**Work to complete**
Can you repeat the items from the line containing "Outline the yellow building." down to the line containing "[0,0,250,165]", switching "building" to "structure" and leaving everything else unchanged?

**Data excerpts**

——

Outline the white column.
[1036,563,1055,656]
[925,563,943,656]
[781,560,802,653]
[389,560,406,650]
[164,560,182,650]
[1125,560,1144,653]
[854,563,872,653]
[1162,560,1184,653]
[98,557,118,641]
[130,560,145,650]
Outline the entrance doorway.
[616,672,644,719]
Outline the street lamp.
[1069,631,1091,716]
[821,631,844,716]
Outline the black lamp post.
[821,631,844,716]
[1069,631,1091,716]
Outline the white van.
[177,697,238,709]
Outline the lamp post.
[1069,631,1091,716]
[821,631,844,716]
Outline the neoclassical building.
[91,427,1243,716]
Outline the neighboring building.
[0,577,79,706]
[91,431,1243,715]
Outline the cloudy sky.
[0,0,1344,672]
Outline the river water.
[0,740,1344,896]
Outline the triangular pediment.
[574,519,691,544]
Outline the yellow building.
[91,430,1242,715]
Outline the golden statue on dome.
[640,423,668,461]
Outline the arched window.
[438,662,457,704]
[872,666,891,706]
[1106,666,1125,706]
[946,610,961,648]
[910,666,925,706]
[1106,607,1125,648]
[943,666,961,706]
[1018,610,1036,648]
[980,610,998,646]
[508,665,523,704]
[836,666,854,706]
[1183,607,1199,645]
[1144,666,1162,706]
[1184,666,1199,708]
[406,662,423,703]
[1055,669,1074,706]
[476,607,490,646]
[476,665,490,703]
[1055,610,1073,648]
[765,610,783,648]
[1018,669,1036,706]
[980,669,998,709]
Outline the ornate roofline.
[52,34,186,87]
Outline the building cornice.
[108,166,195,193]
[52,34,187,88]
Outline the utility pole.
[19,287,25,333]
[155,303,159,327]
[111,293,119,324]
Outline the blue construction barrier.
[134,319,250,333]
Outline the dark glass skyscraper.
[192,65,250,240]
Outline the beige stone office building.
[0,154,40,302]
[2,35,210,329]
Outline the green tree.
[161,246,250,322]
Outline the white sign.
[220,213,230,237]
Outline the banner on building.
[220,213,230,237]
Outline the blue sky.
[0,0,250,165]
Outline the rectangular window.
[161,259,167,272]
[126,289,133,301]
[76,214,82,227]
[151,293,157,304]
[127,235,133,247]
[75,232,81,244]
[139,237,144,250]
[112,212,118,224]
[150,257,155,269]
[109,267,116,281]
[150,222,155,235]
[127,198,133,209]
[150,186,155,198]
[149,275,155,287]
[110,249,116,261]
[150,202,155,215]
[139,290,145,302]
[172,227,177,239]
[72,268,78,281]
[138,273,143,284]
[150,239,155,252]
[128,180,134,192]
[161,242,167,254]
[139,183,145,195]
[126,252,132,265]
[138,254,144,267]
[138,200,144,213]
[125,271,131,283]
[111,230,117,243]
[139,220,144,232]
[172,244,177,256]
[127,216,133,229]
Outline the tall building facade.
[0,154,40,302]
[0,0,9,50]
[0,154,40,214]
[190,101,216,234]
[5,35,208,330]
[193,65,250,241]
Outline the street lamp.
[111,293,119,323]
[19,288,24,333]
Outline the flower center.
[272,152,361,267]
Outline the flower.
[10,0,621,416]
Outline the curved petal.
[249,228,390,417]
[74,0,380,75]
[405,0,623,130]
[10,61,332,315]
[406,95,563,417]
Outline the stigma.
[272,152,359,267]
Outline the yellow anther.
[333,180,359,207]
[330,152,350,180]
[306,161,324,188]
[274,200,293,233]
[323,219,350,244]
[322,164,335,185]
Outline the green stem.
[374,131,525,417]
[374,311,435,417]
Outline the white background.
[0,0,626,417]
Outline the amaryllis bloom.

——

**Answer**
Outline the yellow structure.
[91,430,1242,715]
Outline the golden statue on dome.
[640,423,668,461]
Outline the arched window.
[438,662,457,704]
[872,666,891,706]
[1106,666,1125,706]
[946,610,961,648]
[910,666,925,706]
[1106,607,1125,648]
[943,666,961,706]
[1018,610,1036,648]
[980,610,998,646]
[508,665,523,704]
[836,666,854,706]
[1183,607,1199,645]
[1144,666,1162,706]
[1184,666,1199,708]
[406,662,423,703]
[1055,669,1074,706]
[476,607,490,646]
[476,665,490,703]
[1055,610,1073,648]
[765,610,783,648]
[1018,669,1036,706]
[980,669,998,709]
Outline the ornate roofline.
[52,34,186,87]
Outline the structure cornice.
[108,166,195,193]
[52,34,187,88]
Outline the utility pole.
[19,287,25,333]
[155,303,159,327]
[111,293,119,324]
Outline the blue construction barrier.
[134,319,250,333]
Outline the dark glass skyscraper.
[192,65,250,240]
Outline the beige stone office structure.
[0,154,40,302]
[2,35,210,329]
Outline the green tree.
[161,246,250,322]
Outline the white sign.
[220,213,230,237]
Outline the banner on structure.
[220,213,230,237]
Outline the blue sky.
[0,0,250,165]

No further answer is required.